No trecho sobre a crise econômica e a avareza, que acontecimento evidenciou os erros fundamentais?

*** TRECHO EXIBIDO

Esta questão [da crise econômica] toca o nervo dos problemas do nosso tempo. Eu distinguiria entre dois níveis. O primeiro é o nível da macroeconomia, que depois de realiza e vai até ao último cidadão, o qual sente as conseqüências de uma construção errada. Naturalmente, denunciar isto é um dever da Igreja. Como sabeis, há muito tempo que preparamos uma Encíclica sobre estes pontos. E no longo caminho vejo como é difícil falar com competência, porque se não for enfrentada com competência uma determinada realidade econômica não pode ser credível. E, por outro lado, é preciso falar também com uma grande consciência ética, digamos criada e despertada por uma consciência formada pelo Evangelho. Portanto é preciso denunciar estes erros fundamentais que agora são evidenciados pela queda dos grandes bancos americanos, os erros na base. No final, é a avareza humana como pecado ou, como diz a Carta aos Colossenses, avareza como idolatria. Devemos denunciar esta idolatria que vai contra o verdadeiro Deus e a falsificação da imagem de Deus com outro deus "dinheiro". Devemos fazê-lo com coragem, mas também concretamente. Pois os grandes moralismos não ajudam se não forem substanciados com conhecimentos da realidade, que ajudam também a compreender o que se pode fazer concretamente para mudar pouco a pouco a situação. E, naturalmente, para o poder fazer são necessários o conhecimento desta verdade e a boa vontade de todos.

Chegamos aqui ao ponto forte: existe realmente um pecado original? Se não existisse poderíamos fazer apelo à razão lúcida, com argumentos acessíveis a todos e incontestáveis, e à boa vontade que existe em todos. Só assim poderíamos progredir bem e reformar a humanidade. Mas não é assim: a razão também a nossa é obscurecida, vemo-lo todos os dias. Porque o egoísmo, a raiz da avareza, consiste em querer sobretudo a si mesmo e ao mundo para si. Existe isto em todos nós. É o obscurecimento da razão: ela pode ser muito douta, com maravilhosos argumentos científicos, mas, contudo, está obscurecida por falsas premissas. Deste modo vai em frente com grande inteligência e com grandes passos pelo caminho errado. Também a vontade está, digamos, inclinada, dizem os Padres: não está simplesmente disponível para fazer o bem mas procura sobretudo a si mesmo ou o bem do próprio grupo. Por isso encontrar realmente o caminho da razão, da razão verdadeira, já é uma coisa não fácil e dificilmente se desenvolve num diálogo. Sem a luz da fé, que entra nas trevas do pecado original, a razão não pode desenvolver-se. Mas precisamente a fé encontra depois a resistência da nossa vontade. Esta não quer ver o caminho, que constituiria também um caminho de renúncia a si mesmo e de uma correção da própria vontade a favor do outro e não para si mesmo.

******
*** DADOS DE ORIGEM

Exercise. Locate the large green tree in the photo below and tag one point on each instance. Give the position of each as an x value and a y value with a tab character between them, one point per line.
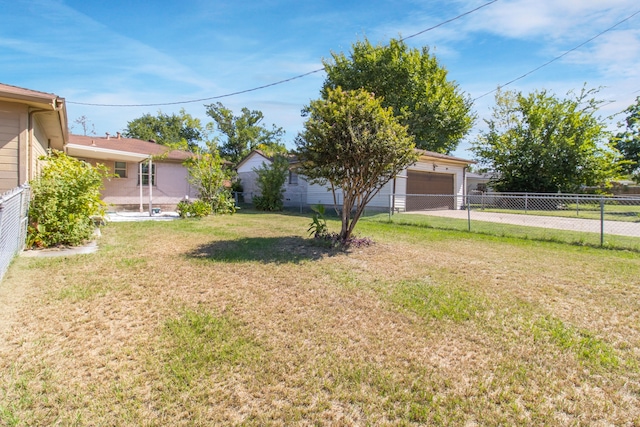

******

TAREFA CONCLUÍDA: A queda dos grandes bancos americanos.